Achieving high performance computing is fundamentally being approached from two directions. In the first approach, researchers are trying to come up with more clever and efficient ways of solving computational problems via better algorithms (e.g. Cannon's algorithm for matrix multiplication). From the other direction, researchers are trying to build faster computers with which to perform computation.
Parallel system software blurs the boundaries between the two approaches by trying to improve the performance of parallel computers by increasing the utilization and efficacy of high performance architectural improvements. Parallel system software attempts to more effectively leverage the computational resources for use by the parallel algorithms, acting as a sort of glue between the pure parallel software and the pure high performance hardware. However, the nature of the system software depends on the hardware and algorithms that we are attempting to combine for high performance. Below I attempt to describe the two major hardware platforms and how system software research integrates with each platform.
Supercomputers are traditionally many processors stuffed in a single chassis with some sort of bus-like interconnect. Modern commercial examples include the offerings from Cray (X-1, XD-1, etc). Research in this area has recently produced MIT's RAW processor and Stanford's Merrimac. These research projects are fundamentally driven by the desire to build a faster processor architecture, usually by incorporating many processors together into one with a versatile bus and cache design. Lately, microprocessor research has become consumed with power consumption (future chips are expected to have power densities comparable to nuclear reactors). Supercomputer architects are unfortunately forced to worry about these constraints as well, but they are generally more concerned with building scalable processors. This includes designing smarter CPU interconnects, different processor types, and the system software to utilize these new computation paradigms (e.g. stream processing). To my knowledge modern commercial supercomputers are not really leveraging this technology yet, I suspect at least partially because paradigm shifts in computation are difficult to predict, and difficult to achieve profitably. High performance I/O in the supercomputer world is almost entirely limited to building scalable, low latency buses for message passing.

=== LIST OF TASKS ===
1. Answer these questions from the passage on high performance computing:
(a) What algorithm is named as an example of a better algorithm?
(b) Which two research projects does the passage say were recently produced in the supercomputer area?
(c) What is high performance I/O in the supercomputer world almost entirely limited to?
2. Reproduce the part of the passage on high performance computing that starts at "Achieving high performance" and ends at "to perform computation.", word for word.

=== INFORMATION SHOWN ===
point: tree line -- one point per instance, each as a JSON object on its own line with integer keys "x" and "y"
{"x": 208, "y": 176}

=== YOUR WRITTEN ANSWERS ===
1.
(a) Cannon's algorithm for matrix multiplication.
(b) MIT's RAW processor and Stanford's Merrimac.
(c) Building scalable, low latency buses for message passing.

2.
Achieving high performance computing is fundamentally being approached from two directions. In the first approach, researchers are trying to come up with more clever and efficient ways of solving computational problems via better algorithms (e.g. Cannon's algorithm for matrix multiplication). From the other direction, researchers are trying to build faster computers with which to perform computation.